# Record extracts
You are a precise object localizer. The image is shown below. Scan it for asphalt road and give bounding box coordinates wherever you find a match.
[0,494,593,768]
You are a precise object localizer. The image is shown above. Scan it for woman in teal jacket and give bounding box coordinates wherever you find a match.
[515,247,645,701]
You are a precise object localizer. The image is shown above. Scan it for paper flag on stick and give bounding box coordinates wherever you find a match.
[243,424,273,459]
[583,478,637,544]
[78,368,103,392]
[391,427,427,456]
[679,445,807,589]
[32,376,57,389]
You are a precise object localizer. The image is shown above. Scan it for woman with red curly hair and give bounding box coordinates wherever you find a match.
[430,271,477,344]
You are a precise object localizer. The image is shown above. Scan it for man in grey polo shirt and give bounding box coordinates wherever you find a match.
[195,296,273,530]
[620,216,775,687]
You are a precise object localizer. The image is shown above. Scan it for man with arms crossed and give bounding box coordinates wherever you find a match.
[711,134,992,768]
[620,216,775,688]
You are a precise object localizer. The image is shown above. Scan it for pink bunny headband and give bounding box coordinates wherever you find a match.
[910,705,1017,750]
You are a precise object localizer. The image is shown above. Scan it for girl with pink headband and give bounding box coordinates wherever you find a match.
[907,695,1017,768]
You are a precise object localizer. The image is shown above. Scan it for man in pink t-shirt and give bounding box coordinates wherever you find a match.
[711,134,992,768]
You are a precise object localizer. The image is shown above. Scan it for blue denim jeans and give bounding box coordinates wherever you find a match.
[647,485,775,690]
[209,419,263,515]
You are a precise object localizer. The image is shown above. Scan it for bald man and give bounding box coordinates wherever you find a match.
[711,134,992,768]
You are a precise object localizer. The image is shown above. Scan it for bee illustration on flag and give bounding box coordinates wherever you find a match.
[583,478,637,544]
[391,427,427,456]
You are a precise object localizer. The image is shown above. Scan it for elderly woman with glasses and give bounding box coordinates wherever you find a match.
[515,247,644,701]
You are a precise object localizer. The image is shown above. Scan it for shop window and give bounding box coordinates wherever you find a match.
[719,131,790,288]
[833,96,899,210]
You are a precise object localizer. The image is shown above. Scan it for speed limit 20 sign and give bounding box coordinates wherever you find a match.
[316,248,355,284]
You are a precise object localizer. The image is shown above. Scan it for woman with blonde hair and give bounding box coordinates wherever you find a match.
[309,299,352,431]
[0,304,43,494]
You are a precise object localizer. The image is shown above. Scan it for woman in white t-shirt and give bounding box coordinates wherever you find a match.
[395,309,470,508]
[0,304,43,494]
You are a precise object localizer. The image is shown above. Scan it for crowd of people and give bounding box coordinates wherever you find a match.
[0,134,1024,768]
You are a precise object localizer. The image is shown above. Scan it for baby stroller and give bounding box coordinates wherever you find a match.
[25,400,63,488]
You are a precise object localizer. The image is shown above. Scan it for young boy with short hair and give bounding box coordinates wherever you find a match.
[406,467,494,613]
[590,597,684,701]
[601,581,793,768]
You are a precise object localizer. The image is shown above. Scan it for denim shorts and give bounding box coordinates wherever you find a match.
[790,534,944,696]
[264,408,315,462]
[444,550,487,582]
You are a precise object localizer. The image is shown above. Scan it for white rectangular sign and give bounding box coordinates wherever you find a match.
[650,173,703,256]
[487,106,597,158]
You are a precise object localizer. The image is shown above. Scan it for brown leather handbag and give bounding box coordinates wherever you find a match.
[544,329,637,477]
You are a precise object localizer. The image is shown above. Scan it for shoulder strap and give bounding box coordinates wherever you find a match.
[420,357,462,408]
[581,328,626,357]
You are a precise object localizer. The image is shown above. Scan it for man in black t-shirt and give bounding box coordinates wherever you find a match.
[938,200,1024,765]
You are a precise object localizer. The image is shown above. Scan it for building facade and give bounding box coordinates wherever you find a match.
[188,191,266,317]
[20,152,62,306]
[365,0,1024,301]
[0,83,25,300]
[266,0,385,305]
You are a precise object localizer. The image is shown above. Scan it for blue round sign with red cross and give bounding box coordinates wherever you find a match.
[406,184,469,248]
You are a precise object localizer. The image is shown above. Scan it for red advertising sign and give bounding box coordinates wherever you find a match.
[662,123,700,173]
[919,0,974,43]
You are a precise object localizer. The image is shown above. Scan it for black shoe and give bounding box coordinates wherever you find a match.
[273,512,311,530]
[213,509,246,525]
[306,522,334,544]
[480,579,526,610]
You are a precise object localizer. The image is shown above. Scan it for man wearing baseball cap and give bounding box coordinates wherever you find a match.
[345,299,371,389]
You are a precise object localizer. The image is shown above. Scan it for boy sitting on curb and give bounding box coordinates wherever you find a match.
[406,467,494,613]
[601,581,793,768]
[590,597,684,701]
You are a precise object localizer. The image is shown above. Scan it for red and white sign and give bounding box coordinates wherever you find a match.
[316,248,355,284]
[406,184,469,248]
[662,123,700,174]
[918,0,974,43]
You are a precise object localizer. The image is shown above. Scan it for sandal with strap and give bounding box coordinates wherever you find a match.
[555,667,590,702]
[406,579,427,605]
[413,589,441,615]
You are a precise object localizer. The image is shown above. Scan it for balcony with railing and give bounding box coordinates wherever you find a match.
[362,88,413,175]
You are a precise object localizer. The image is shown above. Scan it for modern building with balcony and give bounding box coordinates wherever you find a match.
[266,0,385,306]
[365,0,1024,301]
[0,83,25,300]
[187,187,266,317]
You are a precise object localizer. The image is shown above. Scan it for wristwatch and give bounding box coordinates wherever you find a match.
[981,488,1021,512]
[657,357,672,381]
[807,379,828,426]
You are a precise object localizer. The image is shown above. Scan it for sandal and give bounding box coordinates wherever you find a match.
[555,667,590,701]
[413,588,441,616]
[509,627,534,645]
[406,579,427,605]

# What you should do
Can you copy all of the entries above, word for word and in the same order?

# Right answer
You are a precise object localizer. The image is shown below. Scan it for asphalt road and give bounding box coordinates wherever you find a match.
[0,494,593,768]
You are a precise object localizer. The image is shown above. Scan it for woman in teal jacket and give bounding box coordinates wherever you find a match.
[515,247,645,701]
You are a precise object localizer. The image is shown above. Scan it for paper flag on stick and give bounding box coordinates wherever you find a match.
[243,424,273,459]
[583,478,637,544]
[78,368,103,392]
[391,427,427,456]
[679,445,807,589]
[32,376,57,389]
You are a precise object localizer. The image is shown above. Scan it for woman with red curly hair and give bounding box coordinates wherever you find a match.
[430,271,477,344]
You are a precise object localizer. The image is shown above. Scan it for man in grey polo shirt and give bounding box coordinates wherever you find a match.
[195,296,273,530]
[620,216,775,687]
You are a precise object localizer. The image is shown above. Scan it for man with arms crossed and give bounding box coordinates wherever you find a match.
[711,134,992,768]
[620,216,775,688]
You are a precise object localizer. The image is shown above. Scan it for pink bunny headband and give bounding box coordinates wherever you find a match.
[910,705,1017,750]
You are a precise object localizer. The image is shown above. Scan it for girl with pink headband and give bounding box coordinates wherever you find a match.
[907,695,1017,768]
You are a precise object localizer. The image is shown above. Scan it for man in pink t-shirt and give bounding box coordinates wherever you find a match.
[711,134,992,768]
You are a precise object localizer. The image is shown above. Scan it for blue denim jeans and give bounding box coordinates wherever you find a match.
[647,485,775,690]
[209,419,263,515]
You are a precise object localizer. The image is shown above. Scan it for bald man and give bounding box coordinates wherever you find a match.
[711,134,992,768]
You are a precise object localizer. The image is shown above. Scan it for bee illustration on flag and give bounding box coordinates wherever you find a match.
[583,478,637,544]
[391,427,427,456]
You are a precise object localizer. The image is shown above. Scan it for elderly woman with glasses and give bounding box coordinates wherever you find a match.
[515,247,644,701]
You are a precise object localizer. The image is shown above. Scan it for shop window and give bounding box coordinates wherever you find a match.
[719,131,790,288]
[833,96,899,210]
You are a precise object localizer. The image is shown above. Scan it for speed limit 20 sign and give bounding box coordinates wherever you find a match.
[316,248,355,284]
You are a precise object localizer. The image is shown above. Scan it for woman with blonde hair and give bounding box coordinates wherever you find a match.
[309,299,352,431]
[0,304,43,494]
You are a precise object localizer. The image is shown above. Scan it for woman in white t-shirt and give bounding box coordinates wherever you find a match.
[395,309,470,508]
[0,304,43,494]
You are a precise object localizer. The image is shown above. Scan it for crowd of people and give bounding box coordinates wherever you find a match.
[0,134,1024,768]
You are a precise object localizer. The image is shown above. Scan it for baby stroller and give bounding box coordinates wherever you find a match.
[25,400,63,488]
You are a precise object localizer. The image is shown above. Scan it for young boy with short hair and give bounding box coordinates wherever you find a match.
[406,467,494,613]
[590,597,684,701]
[601,581,793,768]
You are a precise object localizer. The image is shown above. Scan it for denim shorts and give bounding box coordinates wherever you find a match.
[790,534,944,696]
[264,408,315,462]
[444,550,487,582]
You are a precise object localizer. The image is shown above. Scan it for white rectangular sign and give bounding box coordinates wherever you find a match.
[650,173,703,256]
[487,106,597,158]
You are a precise object localizer. The image is shown above. Scan it for brown leather handbag and give bounding box coordinates wherever you find a match.
[544,329,637,477]
You are a precise object localizer. The image is shown above. Scan it for shoulder strap and give bounding box coordinates wherever you find a match.
[420,357,462,408]
[581,328,626,357]
You are a precise object localizer. The image is shown above. Scan it for man in black t-shirt and give bounding box coordinates wherever you find a match.
[938,200,1024,765]
You are a precise object localizer. The image is shown above. Scan it for building facade and give bounding box coordinates wherever you find a match.
[188,191,266,317]
[20,152,62,306]
[365,0,1024,301]
[0,83,25,300]
[266,0,385,305]
You are a precise object localizer. The image is shown above. Scan it for blue round sign with red cross and give bounding box coordinates wherever you find a match.
[406,184,469,248]
You are a precise object localizer. The image is shown above. Scan it for red advertising sign and give bounding box coordinates wherever you find a match.
[662,123,700,173]
[919,0,974,43]
You are a precise object localizer. The image is shown above. Scan it for black shoe and give bounding box coordinates wherever you find a match.
[273,512,311,530]
[213,509,246,525]
[306,522,334,544]
[480,579,526,610]
You are a precise object localizer. The image is shown above. Scan it for man wearing baseball cap and give bounding box coordinates wherever you find a match.
[345,299,371,389]
You are a precise object localizer. The image is shown above. Scan it for boy sitting on curb and give bounding box coordinates wherever you find a match.
[406,467,494,613]
[601,581,793,768]
[590,597,684,701]
You are a precise object localizer. The image is shown above. Scan it for red and white sign and give bounding box coordinates wherever you find a match.
[316,248,355,284]
[406,184,469,248]
[662,123,700,174]
[918,0,974,43]
You are a precise object localizer. The image is shown above. Scan it for sandal with strap and give bounding box coordinates wherever you find a match.
[555,667,590,702]
[406,579,427,605]
[413,589,441,615]
You are a precise object localizer. The image is shown above. Scan it for balcony with railing and give bounding box coordinates wherever you find a match.
[362,88,413,175]
You are a precise object localizer. The image is shown above. Scan it for modern building with balcony and give bounding box coordinates wherever you find a match.
[266,0,385,306]
[365,0,1024,301]
[0,83,25,300]
[187,187,266,317]
You are a precise object localizer. The image is shown above. Scan it for wristwatch and give bounding box coordinates wherever you find a match.
[981,488,1021,512]
[657,357,672,381]
[807,379,828,426]
You are a precise object localizer. The image is shown above. Scan it for sandal and give bounding box coordinates wherever you find a match.
[555,667,590,701]
[413,588,441,616]
[509,627,534,645]
[406,579,427,605]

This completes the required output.